To-do list -
(1) In the passage on aerial survey photography, what does the span from "When a photograph" up to and including "be thought of." read like once "aeroplane" is updated to "airplane" throughout?
(2) Answer these about the passage on aerial survey photography:
(a) At about what altitude do the "bumps" disappear?
(b) At what map scale does the small departure of the plate from horizontal produce no appreciable errors?
(c) On which front was straight, level flying very unwise and unsafe?

Source -
============

We may, however, examine further some of the general ideas underlying this system and notice the types of country in which it is suitable, dealing briefly with the lines along which improvements may be made in the future.

Limits of the Utility of Vertical Photographs

When a photograph of perfectly level ground is taken on an accurately levelled plate with a modern camera whose optical axis is vertical, the resulting plate depicts the ground accurately in plan. Distortion due to the aberration of the lens is quite negligible with a good modern anastigmat such as is usually employed in an aeroplane camera. The error due to the movement of the aeroplane during the travel of the focal-plane blind is negligible at moderate heights and in the case of photographs of a scale of about 1:20,000 but the replacement of the focal plane shutter by a between-lens shutter might be thought of.

In practice, however, the ground may not be flat or the plate horizontal; but in our system the plate is regarded as being so nearly horizontal that the difference from the true representation is small, and does not produce appreciable errors in maps on a scale of 1:40,000. We also assume that it is possible for a pilot to take a series of vertical photographs while keeping his height virtually constant. The grounds for these assumptions must be examined more closely owing to the divergent views which are held on the subject.

It is stated by workers on other fronts that experience shows that aeroplane photographs are always more or less distorted owing to the plate not being horizontal at the moment of exposure, and if this be the case it is due to one or more of the following causes: (1) The way in which the machine is rigged or flown; (2) The atmospheric conditions; (3) The mounting of the camera in the machine. Suitable photographs cannot be obtained unless attention is paid to all these points.

Pilots usually need training and practice in flying level. On the French front straight flying and consequently level flying was very unwise and unsafe, on account of the enemy anti-aircraft defences, but in the East after training and practice good work was done without special instruments. Experiments made in England during the last two years in connection with aerial navigation similarly indicate that considerable accuracy of position can be maintained. This is increased by the use of special instruments for detecting turning movements and change of altitude.

Atmospheric conditions are often responsible for irregularities in the position of the optical axis of the camera. At low elevations, differences in the density of the air or other causes, give rise to the phenomena known as “bumps,” and cause either the sudden fall of the whole machine or the tipping up of one plane. These effects, however, greatly decrease with an increase in height, and at altitudes of about 10,000 feet they disappear, and a perfectly steady wind is experienced, except in certain rare cases. This is an important reason for carrying out survey photography from a considerable height and for using long-focus lenses when larger-scale photographs are required.

============

Items -
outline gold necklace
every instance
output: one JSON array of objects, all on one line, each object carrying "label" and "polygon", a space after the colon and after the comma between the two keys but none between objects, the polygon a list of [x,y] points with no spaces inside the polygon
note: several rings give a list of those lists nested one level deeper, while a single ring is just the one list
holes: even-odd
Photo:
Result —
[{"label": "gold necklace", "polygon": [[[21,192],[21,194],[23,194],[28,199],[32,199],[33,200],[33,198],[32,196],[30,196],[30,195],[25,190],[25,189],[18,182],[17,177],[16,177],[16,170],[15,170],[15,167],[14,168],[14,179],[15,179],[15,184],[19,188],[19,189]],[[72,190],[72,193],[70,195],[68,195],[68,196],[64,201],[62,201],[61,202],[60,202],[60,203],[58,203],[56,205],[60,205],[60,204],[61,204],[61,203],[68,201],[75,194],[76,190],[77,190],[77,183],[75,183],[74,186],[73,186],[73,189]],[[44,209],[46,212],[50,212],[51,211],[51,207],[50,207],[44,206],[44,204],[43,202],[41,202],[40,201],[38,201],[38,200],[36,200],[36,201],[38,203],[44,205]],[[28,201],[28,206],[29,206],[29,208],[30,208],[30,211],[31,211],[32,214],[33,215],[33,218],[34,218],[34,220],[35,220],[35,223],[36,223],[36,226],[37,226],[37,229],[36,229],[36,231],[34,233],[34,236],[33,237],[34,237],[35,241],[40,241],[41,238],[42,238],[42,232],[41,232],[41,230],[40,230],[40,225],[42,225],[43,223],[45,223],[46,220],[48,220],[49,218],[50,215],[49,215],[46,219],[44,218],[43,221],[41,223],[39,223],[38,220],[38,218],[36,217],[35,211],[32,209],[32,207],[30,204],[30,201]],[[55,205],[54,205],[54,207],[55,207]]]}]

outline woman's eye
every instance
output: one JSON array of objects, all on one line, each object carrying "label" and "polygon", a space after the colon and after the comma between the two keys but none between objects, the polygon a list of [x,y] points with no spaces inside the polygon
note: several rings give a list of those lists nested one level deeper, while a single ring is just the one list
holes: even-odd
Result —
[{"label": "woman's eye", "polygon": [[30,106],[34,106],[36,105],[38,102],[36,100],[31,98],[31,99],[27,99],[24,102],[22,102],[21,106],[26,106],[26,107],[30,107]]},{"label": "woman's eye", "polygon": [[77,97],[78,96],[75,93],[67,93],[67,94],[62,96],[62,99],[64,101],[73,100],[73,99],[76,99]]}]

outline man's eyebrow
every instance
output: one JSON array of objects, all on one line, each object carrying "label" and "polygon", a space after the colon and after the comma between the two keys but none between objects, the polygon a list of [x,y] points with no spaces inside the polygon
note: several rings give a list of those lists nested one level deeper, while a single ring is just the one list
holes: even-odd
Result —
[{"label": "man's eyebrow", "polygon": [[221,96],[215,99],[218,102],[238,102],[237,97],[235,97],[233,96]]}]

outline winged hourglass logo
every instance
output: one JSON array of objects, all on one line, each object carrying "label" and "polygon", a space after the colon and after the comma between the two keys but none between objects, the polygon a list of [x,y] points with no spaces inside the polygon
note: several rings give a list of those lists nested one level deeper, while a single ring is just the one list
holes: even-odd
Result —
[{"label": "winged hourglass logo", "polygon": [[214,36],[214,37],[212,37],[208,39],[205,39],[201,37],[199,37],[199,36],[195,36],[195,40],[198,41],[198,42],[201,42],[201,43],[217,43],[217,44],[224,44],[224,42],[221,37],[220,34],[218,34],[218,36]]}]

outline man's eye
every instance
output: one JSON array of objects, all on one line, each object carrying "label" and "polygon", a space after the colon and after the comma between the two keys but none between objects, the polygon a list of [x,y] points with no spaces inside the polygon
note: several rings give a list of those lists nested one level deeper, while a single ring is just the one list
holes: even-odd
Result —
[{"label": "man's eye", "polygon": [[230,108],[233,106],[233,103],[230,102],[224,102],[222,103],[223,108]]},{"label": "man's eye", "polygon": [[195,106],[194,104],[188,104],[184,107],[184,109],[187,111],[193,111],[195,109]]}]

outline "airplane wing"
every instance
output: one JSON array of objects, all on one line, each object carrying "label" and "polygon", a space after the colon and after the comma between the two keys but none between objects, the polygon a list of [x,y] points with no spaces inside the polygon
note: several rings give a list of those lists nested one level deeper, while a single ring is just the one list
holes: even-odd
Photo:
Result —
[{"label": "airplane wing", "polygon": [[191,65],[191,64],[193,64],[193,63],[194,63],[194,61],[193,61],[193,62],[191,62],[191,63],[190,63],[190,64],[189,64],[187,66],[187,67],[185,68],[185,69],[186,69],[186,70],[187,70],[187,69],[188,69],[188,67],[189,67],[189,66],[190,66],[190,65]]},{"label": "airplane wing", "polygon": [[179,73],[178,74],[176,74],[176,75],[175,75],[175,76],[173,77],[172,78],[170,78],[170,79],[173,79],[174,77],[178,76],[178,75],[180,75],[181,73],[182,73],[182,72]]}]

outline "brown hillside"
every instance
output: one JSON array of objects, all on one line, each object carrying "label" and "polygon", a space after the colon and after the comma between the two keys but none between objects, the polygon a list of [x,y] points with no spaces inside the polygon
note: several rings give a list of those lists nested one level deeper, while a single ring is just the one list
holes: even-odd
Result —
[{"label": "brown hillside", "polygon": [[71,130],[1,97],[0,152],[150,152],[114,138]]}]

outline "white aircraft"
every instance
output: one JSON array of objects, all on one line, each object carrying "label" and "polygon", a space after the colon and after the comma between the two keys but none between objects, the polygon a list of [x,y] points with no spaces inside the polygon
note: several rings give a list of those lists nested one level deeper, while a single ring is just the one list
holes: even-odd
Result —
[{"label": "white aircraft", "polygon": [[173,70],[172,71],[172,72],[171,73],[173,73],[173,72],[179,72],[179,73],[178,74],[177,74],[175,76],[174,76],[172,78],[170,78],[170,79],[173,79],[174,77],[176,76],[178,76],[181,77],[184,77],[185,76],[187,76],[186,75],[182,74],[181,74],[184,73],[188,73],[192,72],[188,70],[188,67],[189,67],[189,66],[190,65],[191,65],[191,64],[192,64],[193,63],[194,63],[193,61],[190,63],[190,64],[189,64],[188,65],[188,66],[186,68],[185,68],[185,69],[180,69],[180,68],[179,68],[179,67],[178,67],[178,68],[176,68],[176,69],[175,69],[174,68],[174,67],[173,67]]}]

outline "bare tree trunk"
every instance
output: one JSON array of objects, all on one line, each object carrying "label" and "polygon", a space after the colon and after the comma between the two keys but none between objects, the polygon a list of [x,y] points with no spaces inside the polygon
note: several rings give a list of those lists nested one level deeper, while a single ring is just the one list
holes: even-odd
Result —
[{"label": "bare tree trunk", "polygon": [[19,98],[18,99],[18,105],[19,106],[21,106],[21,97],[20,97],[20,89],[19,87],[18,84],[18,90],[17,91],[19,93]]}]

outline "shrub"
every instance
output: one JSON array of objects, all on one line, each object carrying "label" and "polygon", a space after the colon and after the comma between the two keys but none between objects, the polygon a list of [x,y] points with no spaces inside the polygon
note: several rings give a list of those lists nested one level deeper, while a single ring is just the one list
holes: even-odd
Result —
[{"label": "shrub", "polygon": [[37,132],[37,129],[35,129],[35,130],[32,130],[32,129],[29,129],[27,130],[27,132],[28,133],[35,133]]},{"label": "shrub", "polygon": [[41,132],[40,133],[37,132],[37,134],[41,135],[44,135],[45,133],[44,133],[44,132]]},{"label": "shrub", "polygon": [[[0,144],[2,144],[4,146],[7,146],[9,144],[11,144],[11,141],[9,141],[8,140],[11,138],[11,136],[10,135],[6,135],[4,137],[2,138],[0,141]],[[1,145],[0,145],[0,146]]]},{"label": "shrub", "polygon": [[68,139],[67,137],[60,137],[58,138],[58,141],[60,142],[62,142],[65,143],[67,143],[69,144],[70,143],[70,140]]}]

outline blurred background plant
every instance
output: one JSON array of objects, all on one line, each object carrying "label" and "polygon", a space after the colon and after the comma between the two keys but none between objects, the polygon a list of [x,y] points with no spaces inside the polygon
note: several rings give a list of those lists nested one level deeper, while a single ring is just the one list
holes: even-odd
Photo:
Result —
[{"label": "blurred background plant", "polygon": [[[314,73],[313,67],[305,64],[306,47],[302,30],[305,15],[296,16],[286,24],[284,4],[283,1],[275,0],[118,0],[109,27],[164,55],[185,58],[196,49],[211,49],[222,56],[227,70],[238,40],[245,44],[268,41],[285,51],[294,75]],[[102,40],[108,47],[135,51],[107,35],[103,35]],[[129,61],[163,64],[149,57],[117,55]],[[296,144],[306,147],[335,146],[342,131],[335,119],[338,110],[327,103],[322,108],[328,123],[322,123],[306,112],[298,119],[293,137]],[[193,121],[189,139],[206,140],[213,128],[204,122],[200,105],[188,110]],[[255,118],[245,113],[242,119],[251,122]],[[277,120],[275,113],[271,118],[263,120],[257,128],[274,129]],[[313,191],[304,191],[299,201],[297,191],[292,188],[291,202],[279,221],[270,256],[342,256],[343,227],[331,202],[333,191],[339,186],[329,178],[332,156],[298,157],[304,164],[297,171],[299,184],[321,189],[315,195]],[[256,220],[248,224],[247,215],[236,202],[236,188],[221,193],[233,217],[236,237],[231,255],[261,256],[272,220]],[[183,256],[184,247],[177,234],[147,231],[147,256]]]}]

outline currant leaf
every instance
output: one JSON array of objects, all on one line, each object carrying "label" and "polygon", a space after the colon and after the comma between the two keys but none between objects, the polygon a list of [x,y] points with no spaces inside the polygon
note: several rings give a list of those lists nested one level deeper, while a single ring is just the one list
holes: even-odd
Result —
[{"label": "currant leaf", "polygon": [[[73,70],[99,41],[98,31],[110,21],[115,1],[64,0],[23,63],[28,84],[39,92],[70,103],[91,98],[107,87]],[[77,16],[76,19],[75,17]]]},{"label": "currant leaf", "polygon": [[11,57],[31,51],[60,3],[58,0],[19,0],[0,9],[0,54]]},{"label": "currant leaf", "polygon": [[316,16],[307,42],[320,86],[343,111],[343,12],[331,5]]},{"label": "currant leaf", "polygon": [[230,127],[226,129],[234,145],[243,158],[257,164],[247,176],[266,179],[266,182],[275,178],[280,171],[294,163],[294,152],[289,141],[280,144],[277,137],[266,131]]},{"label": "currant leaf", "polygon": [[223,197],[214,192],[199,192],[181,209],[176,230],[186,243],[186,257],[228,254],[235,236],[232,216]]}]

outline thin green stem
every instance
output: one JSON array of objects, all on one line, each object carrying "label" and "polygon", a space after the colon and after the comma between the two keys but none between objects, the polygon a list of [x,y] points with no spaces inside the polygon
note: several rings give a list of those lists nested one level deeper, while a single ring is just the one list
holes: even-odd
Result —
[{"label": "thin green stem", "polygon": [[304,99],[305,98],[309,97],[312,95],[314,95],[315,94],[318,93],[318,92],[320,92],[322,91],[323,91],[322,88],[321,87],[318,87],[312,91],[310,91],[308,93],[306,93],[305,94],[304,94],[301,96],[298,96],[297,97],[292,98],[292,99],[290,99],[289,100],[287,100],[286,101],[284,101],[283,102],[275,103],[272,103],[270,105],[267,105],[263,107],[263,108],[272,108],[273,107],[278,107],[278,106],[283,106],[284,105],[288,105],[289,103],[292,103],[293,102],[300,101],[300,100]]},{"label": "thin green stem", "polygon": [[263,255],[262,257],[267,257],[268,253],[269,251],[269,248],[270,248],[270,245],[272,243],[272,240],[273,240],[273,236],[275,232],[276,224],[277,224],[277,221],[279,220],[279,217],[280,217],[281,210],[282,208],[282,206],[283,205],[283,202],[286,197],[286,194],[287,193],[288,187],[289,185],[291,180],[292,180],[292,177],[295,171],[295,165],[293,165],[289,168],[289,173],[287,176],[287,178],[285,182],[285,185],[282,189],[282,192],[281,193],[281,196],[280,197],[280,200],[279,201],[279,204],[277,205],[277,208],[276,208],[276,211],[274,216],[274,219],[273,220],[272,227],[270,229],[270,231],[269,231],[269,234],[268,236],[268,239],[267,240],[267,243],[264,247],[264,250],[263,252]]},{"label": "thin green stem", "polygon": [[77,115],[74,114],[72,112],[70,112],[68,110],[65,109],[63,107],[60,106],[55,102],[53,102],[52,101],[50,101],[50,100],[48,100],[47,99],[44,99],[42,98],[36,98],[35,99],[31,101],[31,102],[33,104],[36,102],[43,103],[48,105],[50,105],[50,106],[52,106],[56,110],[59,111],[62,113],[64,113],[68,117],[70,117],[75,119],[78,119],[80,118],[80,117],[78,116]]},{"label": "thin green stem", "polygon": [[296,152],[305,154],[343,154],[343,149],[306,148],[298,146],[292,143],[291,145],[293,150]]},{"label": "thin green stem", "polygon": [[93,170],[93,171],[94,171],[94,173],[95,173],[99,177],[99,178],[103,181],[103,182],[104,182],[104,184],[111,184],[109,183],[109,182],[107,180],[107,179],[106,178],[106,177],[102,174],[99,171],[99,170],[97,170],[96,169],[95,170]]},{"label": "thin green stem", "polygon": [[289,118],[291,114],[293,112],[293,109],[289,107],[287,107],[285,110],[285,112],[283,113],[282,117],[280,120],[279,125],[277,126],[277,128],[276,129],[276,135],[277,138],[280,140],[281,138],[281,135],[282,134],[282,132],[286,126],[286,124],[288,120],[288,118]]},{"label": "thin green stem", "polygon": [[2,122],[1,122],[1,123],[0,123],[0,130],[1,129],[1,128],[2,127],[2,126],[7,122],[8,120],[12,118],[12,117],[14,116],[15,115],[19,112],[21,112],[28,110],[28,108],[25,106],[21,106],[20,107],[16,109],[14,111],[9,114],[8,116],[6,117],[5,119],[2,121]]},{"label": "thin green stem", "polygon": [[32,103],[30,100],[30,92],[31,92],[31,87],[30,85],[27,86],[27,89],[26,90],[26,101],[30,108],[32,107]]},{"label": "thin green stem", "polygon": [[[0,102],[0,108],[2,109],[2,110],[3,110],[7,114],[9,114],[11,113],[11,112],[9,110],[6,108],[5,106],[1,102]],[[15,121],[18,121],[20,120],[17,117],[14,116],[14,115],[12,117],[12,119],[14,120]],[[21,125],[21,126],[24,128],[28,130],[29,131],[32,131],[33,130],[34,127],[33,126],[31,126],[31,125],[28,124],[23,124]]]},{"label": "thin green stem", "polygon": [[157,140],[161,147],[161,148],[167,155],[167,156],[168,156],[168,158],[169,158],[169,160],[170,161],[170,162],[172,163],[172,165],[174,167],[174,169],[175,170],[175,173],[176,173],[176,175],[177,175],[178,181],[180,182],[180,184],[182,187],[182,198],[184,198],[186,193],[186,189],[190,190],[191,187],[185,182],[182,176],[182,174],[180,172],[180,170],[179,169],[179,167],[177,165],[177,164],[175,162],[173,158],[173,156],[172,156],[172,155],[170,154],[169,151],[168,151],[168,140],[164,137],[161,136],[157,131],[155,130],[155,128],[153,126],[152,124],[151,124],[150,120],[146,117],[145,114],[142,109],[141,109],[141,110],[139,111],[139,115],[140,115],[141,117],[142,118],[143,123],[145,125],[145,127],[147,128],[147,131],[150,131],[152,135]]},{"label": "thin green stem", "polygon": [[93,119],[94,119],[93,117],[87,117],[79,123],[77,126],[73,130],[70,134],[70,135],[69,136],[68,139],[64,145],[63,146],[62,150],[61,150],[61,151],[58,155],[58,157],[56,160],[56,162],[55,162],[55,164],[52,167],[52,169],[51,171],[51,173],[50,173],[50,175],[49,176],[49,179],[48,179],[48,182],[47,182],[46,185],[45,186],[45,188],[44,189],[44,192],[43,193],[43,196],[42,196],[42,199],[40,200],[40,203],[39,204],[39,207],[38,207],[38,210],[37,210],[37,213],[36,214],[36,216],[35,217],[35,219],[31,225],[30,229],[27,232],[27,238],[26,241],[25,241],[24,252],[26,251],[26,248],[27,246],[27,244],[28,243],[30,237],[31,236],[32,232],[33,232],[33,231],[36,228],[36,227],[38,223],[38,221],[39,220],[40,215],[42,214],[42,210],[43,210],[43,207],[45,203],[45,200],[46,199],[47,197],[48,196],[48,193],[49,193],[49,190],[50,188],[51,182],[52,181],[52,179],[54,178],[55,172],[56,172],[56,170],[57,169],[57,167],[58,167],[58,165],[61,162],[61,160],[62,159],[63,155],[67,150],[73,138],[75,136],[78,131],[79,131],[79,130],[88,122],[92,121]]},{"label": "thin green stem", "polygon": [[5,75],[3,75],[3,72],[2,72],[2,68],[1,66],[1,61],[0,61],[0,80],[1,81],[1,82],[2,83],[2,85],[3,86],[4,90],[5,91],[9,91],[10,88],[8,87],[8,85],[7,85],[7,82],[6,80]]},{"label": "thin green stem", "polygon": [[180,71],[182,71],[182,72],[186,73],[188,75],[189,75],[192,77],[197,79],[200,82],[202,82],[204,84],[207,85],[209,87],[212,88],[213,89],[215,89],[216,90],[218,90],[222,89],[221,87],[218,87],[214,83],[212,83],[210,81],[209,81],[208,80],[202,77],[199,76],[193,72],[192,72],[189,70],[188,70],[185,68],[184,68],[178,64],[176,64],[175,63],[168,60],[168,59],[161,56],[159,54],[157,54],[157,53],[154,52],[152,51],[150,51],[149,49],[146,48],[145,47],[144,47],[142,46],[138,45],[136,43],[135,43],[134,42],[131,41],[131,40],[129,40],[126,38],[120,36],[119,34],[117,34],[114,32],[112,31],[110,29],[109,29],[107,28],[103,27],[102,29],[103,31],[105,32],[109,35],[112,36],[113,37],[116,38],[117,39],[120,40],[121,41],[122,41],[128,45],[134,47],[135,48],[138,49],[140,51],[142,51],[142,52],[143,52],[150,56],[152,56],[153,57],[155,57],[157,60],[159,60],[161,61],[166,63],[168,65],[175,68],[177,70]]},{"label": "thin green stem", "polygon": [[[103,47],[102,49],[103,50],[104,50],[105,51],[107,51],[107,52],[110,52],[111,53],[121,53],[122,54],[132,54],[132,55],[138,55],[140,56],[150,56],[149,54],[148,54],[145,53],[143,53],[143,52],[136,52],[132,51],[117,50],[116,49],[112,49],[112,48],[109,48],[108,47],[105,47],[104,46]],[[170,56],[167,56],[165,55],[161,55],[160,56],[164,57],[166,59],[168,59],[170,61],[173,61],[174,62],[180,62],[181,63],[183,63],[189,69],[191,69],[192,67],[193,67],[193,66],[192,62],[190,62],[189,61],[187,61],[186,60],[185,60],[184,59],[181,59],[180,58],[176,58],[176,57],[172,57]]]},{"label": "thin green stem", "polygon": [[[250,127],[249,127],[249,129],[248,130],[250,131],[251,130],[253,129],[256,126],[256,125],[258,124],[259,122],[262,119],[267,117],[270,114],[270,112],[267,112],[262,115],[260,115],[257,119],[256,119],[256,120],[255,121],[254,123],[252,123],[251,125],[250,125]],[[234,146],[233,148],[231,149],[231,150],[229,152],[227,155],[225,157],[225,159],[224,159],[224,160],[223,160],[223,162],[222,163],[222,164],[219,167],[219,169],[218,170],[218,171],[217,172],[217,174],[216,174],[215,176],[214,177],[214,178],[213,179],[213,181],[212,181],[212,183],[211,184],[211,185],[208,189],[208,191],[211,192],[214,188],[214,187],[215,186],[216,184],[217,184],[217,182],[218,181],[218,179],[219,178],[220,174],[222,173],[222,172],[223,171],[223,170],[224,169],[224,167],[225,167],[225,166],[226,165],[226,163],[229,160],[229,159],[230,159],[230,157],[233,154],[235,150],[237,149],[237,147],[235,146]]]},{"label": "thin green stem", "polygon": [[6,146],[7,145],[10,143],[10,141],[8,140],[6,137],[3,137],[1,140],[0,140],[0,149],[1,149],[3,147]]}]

============

The answers -
(1)
When a photograph of perfectly level ground is taken on an accurately levelled plate with a modern camera whose optical axis is vertical, the resulting plate depicts the ground accurately in plan. Distortion due to the aberration of the lens is quite negligible with a good modern anastigmat such as is usually employed in an airplane camera. The error due to the movement of the airplane during the travel of the focal-plane blind is negligible at moderate heights and in the case of photographs of a scale of about 1:20,000 but the replacement of the focal plane shutter by a between-lens shutter might be thought of.

(2)
(a) About 10,000 feet
(b) 1:40,000
(c) The French front